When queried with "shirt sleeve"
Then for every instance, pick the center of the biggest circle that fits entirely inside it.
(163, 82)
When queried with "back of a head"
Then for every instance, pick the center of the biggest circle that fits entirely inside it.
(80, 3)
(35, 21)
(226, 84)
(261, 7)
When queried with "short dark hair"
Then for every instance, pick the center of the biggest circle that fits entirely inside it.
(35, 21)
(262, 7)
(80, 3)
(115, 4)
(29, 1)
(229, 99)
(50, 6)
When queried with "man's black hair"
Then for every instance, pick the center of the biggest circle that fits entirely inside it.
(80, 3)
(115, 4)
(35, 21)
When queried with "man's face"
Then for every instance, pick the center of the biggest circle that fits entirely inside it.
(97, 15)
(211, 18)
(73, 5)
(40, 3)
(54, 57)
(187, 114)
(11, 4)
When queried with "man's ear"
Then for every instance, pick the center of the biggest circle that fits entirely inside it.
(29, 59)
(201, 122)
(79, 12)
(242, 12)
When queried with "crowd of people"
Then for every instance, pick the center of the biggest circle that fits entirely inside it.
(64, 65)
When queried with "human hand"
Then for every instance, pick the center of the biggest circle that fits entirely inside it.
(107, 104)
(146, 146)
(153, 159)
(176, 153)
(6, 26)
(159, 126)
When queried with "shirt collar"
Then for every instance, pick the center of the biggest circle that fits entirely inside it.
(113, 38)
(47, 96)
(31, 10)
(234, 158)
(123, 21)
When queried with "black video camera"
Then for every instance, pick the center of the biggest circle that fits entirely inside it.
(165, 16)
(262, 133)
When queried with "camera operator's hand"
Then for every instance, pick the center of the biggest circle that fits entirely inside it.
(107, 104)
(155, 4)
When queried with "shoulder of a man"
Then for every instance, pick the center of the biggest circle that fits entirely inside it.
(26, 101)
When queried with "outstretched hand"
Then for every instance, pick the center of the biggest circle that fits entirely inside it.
━━━━━━━━━━━━━━━━━━━━
WRITTEN INSTRUCTION
Please quote the records above exactly, without skipping a line.

THE SOLUTION
When queried with "shirt sleeve"
Then for every instance, pick the center of the biggest circle that fits entirely inside it.
(163, 82)
When queried with "back of a head"
Then for every instance, pick the center of the biggest circle that fits entirely inside it.
(80, 3)
(35, 21)
(226, 84)
(261, 7)
When queried with "short dark hair"
Then for every instance, pick the center of the biggest circle that fits entirely inside it.
(35, 21)
(262, 7)
(80, 3)
(115, 4)
(29, 1)
(229, 99)
(50, 6)
When queried with "man's black hair"
Then for every instance, pick the center of the biggest circle that fits entirely inside it.
(80, 3)
(115, 4)
(35, 21)
When queried with "man's face"
Then for every instance, pick the center of the biggest circle that fits entirely inside it.
(97, 15)
(211, 18)
(73, 5)
(40, 3)
(54, 57)
(187, 114)
(11, 4)
When queried with "man's ear"
Then for every instance, pick the center of the biggest circle that fits entirely inside it.
(29, 59)
(201, 122)
(79, 12)
(242, 12)
When queried with "crowd of people"
Then for every instance, pick the center of the biggest circle that fits entirely inside it.
(64, 65)
When queried with "human hand"
Then for every instance, pick the center of the biggest circle that fits entirely inside it.
(107, 104)
(146, 146)
(153, 159)
(176, 153)
(6, 26)
(159, 126)
When queried with "shirt collar"
Then for every instance, pick the center of the biggest circle that fits entirely inside it.
(113, 38)
(47, 96)
(31, 10)
(234, 158)
(123, 21)
When queried with "black video camera"
Then for every instance, pick the center of the biggest circle that fits entirely inside it.
(165, 16)
(262, 133)
When queried with "camera operator's hand"
Then for every instance, pick the center of the biggest circle that fits entirely inside it.
(107, 104)
(155, 4)
When queried with "shoulder of a man"
Then for every instance, pick the center of the biggest circle that fits entirely inside it.
(26, 101)
When queried with "outstretched hand"
Then for every instance, pick the center of the biggest circle that fits entirely inside it.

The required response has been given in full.